# Records for this task:

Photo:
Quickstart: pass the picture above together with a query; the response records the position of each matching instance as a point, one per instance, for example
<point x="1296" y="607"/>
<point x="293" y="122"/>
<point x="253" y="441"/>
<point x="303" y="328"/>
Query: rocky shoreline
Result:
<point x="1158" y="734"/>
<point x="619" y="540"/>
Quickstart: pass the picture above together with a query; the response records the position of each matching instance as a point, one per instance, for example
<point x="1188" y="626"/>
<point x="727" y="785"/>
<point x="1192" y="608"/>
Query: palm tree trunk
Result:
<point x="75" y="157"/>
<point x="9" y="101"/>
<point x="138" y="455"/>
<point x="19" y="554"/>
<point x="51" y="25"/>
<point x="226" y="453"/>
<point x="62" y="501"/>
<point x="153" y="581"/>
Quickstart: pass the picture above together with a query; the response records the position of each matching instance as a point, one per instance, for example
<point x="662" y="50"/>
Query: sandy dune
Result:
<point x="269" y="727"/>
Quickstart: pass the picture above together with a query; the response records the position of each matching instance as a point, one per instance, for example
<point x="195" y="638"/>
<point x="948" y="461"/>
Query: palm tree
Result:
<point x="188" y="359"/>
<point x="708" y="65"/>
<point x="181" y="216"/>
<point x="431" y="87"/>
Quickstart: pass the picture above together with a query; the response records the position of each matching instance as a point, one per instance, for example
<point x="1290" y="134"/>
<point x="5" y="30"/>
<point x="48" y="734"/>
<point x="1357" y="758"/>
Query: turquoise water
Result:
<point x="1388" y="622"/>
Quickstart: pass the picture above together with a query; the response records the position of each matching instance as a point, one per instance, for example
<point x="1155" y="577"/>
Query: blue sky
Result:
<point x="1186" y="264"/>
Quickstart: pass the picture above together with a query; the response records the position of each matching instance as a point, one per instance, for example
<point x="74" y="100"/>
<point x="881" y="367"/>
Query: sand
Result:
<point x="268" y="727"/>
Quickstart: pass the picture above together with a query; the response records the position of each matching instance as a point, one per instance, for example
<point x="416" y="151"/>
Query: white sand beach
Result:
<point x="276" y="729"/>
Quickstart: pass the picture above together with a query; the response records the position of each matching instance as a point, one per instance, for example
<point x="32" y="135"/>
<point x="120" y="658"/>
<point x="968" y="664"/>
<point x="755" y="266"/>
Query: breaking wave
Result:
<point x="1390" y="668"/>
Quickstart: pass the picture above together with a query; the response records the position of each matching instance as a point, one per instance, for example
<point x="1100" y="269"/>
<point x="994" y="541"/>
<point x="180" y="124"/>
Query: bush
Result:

# Task to carry out:
Please pull out every line in the rows above that contains the word "tree".

# Exercise answer:
Query: palm tree trunk
Query: palm tree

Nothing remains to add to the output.